• **DOCUMENT EXTRACT**:
[Start of section]

Let's be clear, we do have an Advent wreath; actually three different Advent wreaths spread throughout the house. There are candles, Christmas CDs, fairy lights and pine boughs outside and a few other incidentals, too. But, in much the same spirit that previously impelled us to get out of the USA for Thanksgiving this year, so too our sense about celebrating Christmas 2021. Inwardly, this year feels more subdued than in years past. More tenuous and possibly wounded as well. It's certainly more "In the Bleak Midwinter" mode than "Angels We Have Heard on High." Not morose, mind you, nor hopeless. Just a bit more understated and fragile than even last year's experience of Covid Christmas Number One.
A year ago, I was grieving. The unfolding consequences of our newly mandated isolation was slowly coming into focus. I was particularly glum not to be going to worship on Christmas Eve with Louie, Anna, Jesse, Mike, and Di at Trinity Episcopal Church in Manhattan. Lou had been singing in the children's "peppercorn" choir for the past two years and the Christmas Eve Family Eucharist was becoming part of our family's new tradition. It's a delightful mélange of sights, sounds, and smells that integrates this young choir with oversized puppets who move about the Sanctuary as Christ's birth narrative is proclaimed and carols reverberate throughout the hall. To forsake all of this to shelter-in-place felt simultaneously anti-climactic yet life-affirming in 2020. So, we Zoomed and made the best of our disappointments.
We expect God to show up in “spectacles, power plays, significant and extraordinary events” that will change the course of history in their grandiosity. We, ourselves, are often taken-in by wealth, prestige, and sparkling things that glitter and shine. We can be so easily distracted. Perhaps that is why God chose to come to us as a small child of Palestinian peasants in an insignificant stable surrounded by animals and shepherds. This way we see that God’s kingdom is humble, simple, small, and very vulnerable. One of the gifts and surprises from Jesus is that he shows up for us in the most unlikely little places – and if we refuse to look for holy in what is small, we will likely give-in to despair.

[End of section]

Region pointing data:
[Start of section]

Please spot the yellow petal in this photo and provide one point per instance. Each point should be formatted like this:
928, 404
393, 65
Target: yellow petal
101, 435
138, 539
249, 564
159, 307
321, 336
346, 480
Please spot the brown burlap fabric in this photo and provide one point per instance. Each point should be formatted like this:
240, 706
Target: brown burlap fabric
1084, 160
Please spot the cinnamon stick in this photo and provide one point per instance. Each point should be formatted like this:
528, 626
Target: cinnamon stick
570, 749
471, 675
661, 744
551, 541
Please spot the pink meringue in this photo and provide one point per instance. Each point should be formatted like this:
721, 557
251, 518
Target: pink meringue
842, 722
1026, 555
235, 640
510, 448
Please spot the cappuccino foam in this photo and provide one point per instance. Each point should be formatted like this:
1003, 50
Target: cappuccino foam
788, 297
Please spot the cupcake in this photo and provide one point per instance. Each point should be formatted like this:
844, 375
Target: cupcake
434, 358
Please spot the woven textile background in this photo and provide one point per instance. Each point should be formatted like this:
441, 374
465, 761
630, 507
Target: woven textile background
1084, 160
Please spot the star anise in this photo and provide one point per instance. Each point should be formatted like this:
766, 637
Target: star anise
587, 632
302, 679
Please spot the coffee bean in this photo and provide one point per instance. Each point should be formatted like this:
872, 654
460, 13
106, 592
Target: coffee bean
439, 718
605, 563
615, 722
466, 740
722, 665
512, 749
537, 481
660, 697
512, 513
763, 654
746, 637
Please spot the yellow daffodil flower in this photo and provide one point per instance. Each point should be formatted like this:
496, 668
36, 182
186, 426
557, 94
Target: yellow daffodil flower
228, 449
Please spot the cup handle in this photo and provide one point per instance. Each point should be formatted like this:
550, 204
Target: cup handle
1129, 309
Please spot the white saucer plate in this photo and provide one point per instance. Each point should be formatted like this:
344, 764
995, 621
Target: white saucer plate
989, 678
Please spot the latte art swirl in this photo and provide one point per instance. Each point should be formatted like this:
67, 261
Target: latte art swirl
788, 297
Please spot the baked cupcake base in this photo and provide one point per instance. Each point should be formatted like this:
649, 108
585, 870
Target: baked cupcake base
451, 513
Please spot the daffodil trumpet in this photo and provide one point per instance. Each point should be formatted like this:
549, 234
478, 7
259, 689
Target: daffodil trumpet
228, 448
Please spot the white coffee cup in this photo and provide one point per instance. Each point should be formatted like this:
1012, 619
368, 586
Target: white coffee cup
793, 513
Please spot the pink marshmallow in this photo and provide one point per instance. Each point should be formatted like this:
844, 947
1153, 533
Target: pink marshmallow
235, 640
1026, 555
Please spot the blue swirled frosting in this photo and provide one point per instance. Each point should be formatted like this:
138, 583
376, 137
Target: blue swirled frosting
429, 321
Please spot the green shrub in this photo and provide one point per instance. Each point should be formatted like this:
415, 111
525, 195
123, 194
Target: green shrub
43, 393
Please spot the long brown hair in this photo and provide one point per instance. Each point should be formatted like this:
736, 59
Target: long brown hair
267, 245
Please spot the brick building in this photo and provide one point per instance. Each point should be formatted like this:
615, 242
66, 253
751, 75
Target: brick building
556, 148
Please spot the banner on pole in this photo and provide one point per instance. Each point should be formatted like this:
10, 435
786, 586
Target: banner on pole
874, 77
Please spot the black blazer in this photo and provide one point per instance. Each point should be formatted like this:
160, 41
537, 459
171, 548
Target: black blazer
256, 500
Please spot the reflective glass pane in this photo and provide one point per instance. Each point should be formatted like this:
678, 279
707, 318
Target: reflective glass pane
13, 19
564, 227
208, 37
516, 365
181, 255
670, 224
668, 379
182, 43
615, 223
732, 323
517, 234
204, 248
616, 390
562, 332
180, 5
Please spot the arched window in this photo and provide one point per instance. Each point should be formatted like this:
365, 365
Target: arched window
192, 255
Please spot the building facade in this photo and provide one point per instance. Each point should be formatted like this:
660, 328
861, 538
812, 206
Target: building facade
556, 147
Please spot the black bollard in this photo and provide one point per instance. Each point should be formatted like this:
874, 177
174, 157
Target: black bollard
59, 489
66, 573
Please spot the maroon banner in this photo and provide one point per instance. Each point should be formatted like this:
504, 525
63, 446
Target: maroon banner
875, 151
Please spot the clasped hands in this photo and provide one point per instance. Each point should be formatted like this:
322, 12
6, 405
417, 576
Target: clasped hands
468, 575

[End of section]

• **REQUIRED ACTION A**: Copy everything from "Let's be clear, we" down to "Christmas Number One." in the Christmas 2021 reflection, changing "fairy lights" to "string lights".
• **REQUIRED ACTION B**: Write what comes next in the reflection on Christmas 2021.
The records were taken from a separate source.

• **ANSWER SPACE A**:
Let's be clear, we do have an Advent wreath; actually three different Advent wreaths spread throughout the house. There are candles, Christmas CDs, string lights and pine boughs outside and a few other incidentals, too. But, in much the same spirit that previously impelled us to get out of the USA for Thanksgiving this year, so too our sense about celebrating Christmas 2021. Inwardly, this year feels more subdued than in years past. More tenuous and possibly wounded as well. It's certainly more "In the Bleak Midwinter" mode than "Angels We Have Heard on High." Not morose, mind you, nor hopeless. Just a bit more understated and fragile than even last year's experience of Covid Christmas Number One.

• **ANSWER SPACE B**:
I am not overtly grieving this year nor am I personally disappointed. I am heart sick that covid deaths in December 2021 are still over 1,000 per day and that we're about to hit the 800,000 dead milestone. I am angry and afraid about the Republican march towards fascism. And it sickens my spirit that politicians of all stripes who know better still choose to let Mother Earth burn rather than help us make the hard transition to a sustainable economy. Clearly, the big picture is part of why I feel oddly detached from the festive aspects of this season. But reality is just a part of what's going on within. Something deeper is changing, urging me to let go in new ways so that my outward activities and aesthetics better reflect this new alignment of my soul. This era, you see, demands more more silence than words, more songs than politics, more waiting than fulfillment, and more trust than proof. For a few years I've been pondering these words from Fr. Henri Nouwen and it's my hunch they are becoming part of my flesh:
So, with a quiet smile and playful spirit, we found a tiny Rosemary tree yesterday. It now stands about 10" high on our living room bookshelf. I wrapped a tiny string of white fairy lights around it and realized that this wee tree, along with our Advent wreaths is enough: no clutter, no mess and just a simple hint of beauty and light to challenge the darkness. It fits.